- **Task statement**: Select from the records below every line that has the word "window" in it.

Dataset entries
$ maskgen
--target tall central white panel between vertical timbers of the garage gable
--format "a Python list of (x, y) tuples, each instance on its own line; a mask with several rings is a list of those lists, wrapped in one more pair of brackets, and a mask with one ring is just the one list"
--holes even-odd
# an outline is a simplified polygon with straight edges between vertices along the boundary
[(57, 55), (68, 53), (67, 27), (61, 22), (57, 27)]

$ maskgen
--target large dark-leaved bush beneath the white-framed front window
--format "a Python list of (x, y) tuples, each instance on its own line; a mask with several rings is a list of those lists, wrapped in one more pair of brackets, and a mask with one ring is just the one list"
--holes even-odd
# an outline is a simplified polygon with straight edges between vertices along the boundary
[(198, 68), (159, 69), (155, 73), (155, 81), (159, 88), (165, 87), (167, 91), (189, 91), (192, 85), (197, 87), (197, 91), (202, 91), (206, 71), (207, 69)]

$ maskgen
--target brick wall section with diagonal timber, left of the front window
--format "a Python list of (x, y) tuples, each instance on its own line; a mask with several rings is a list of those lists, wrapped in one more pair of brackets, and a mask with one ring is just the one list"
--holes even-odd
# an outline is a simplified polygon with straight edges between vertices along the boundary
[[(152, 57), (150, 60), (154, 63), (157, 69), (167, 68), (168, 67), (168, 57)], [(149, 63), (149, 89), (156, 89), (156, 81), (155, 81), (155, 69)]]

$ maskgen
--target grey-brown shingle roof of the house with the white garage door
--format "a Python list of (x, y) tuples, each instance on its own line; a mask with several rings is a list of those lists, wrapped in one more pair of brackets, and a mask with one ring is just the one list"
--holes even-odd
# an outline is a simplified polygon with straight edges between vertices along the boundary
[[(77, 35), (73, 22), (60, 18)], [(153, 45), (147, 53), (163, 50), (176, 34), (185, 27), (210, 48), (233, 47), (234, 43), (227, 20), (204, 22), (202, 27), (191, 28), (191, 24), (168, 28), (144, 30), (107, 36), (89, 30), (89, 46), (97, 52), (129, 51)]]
* * *
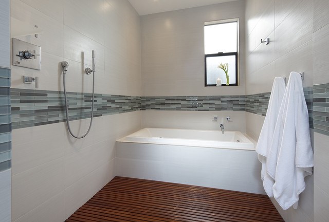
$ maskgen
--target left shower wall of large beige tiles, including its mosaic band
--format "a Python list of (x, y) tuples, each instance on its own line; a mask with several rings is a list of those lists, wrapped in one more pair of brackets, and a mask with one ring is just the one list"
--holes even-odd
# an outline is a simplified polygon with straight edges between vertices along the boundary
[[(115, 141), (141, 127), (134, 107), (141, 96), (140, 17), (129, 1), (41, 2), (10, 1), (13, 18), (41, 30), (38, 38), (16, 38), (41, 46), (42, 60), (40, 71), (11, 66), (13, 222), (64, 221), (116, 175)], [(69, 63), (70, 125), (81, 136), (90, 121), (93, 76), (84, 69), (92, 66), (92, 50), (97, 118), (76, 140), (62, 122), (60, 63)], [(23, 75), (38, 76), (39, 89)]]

- **Task answer**:
--target large dark-leaved bush beneath the white-framed front window
--target brick wall section with diagonal timber, left of the front window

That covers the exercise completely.